WHAT YOU HAVE TO DO: From the entries, return every line where the string "tree" shows up.

DATASET:
=-=-=-=-=

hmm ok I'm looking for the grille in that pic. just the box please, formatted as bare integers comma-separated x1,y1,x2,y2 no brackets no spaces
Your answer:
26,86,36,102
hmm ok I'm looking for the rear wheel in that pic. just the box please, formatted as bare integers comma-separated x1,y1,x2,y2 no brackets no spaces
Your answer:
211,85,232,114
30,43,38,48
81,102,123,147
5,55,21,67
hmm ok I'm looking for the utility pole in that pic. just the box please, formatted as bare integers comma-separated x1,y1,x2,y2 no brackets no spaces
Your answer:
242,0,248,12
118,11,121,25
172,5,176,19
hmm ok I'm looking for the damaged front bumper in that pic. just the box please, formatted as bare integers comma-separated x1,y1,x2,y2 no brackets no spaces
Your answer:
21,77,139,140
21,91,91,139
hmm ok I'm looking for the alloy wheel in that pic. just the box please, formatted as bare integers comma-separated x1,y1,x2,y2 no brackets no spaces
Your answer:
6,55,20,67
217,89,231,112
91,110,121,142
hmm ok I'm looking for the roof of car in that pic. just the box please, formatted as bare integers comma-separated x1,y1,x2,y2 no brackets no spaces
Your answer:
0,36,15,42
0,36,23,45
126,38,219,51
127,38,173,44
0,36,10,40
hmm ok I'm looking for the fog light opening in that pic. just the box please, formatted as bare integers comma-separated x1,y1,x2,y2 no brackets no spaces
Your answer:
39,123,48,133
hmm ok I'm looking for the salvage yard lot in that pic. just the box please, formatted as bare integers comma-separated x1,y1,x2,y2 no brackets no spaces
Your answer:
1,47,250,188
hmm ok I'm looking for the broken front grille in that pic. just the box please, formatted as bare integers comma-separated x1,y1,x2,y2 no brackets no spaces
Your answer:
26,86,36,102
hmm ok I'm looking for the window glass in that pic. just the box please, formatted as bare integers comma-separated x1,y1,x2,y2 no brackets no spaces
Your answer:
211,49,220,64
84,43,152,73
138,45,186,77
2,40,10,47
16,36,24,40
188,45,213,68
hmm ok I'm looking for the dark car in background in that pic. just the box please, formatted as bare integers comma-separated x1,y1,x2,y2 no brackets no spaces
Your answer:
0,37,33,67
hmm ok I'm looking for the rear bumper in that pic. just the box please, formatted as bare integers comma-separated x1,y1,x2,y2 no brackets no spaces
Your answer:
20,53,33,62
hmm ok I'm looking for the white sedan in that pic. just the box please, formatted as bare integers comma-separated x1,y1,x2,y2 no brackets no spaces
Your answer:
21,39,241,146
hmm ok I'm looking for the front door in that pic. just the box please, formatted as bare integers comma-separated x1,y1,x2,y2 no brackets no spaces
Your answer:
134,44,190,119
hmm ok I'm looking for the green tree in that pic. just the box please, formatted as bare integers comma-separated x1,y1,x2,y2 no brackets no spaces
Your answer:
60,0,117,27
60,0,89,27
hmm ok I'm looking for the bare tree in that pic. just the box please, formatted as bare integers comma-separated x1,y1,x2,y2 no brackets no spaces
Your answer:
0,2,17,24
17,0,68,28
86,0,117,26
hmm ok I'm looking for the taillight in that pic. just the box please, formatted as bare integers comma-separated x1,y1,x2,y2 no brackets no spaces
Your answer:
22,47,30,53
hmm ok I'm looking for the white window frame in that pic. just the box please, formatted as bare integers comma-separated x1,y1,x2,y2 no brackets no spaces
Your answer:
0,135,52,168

=-=-=-=-=

RESULT FOR THIS EXERCISE:
hmm ok I'm looking for the green tree in that pic. just the box please, formatted as bare integers comma-separated x1,y1,x2,y2 no brackets no spaces
hmm ok I'm looking for the bare tree in that pic. just the box please, formatted as bare integers comma-separated x1,y1,x2,y2 no brackets no spaces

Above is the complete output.